# What to do
Please change "rough mask" to "coarse mask" throughout the records below and leave everything else as it is.

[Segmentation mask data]
┌────────
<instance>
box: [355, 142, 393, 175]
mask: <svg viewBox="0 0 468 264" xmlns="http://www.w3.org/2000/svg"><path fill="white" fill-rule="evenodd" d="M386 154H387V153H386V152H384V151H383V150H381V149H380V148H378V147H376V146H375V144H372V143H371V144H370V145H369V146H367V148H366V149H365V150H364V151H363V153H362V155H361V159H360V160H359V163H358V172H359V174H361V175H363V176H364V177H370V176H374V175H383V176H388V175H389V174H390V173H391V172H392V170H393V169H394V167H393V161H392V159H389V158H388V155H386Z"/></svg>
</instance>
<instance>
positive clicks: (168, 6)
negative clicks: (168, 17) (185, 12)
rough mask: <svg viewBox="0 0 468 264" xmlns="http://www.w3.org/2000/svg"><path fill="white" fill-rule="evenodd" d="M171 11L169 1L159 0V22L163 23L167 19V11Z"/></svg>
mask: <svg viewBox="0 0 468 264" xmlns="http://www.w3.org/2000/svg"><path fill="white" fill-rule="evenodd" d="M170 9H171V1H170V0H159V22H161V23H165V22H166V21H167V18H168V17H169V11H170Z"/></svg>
└────────
# Problem solution
<instance>
box: [355, 142, 393, 175]
mask: <svg viewBox="0 0 468 264" xmlns="http://www.w3.org/2000/svg"><path fill="white" fill-rule="evenodd" d="M386 154H387V153H386V152H384V151H383V150H381V149H380V148H378V147H376V146H375V144H372V143H371V144H370V145H369V146H367V148H366V149H365V150H364V151H363V153H362V155H361V159H360V160H359V163H358V172H359V174H361V175H363V176H364V177H370V176H374V175H383V176H388V175H389V174H390V173H391V172H392V170H393V169H394V167H393V161H392V159H389V158H388V155H386Z"/></svg>
</instance>
<instance>
positive clicks: (168, 6)
negative clicks: (168, 17) (185, 12)
coarse mask: <svg viewBox="0 0 468 264" xmlns="http://www.w3.org/2000/svg"><path fill="white" fill-rule="evenodd" d="M171 11L169 1L159 0V22L163 23L167 19V11Z"/></svg>
mask: <svg viewBox="0 0 468 264" xmlns="http://www.w3.org/2000/svg"><path fill="white" fill-rule="evenodd" d="M170 9H171V1H170V0H159V22H161V23H165V22H166V21H167V18H168V17H169V11H170Z"/></svg>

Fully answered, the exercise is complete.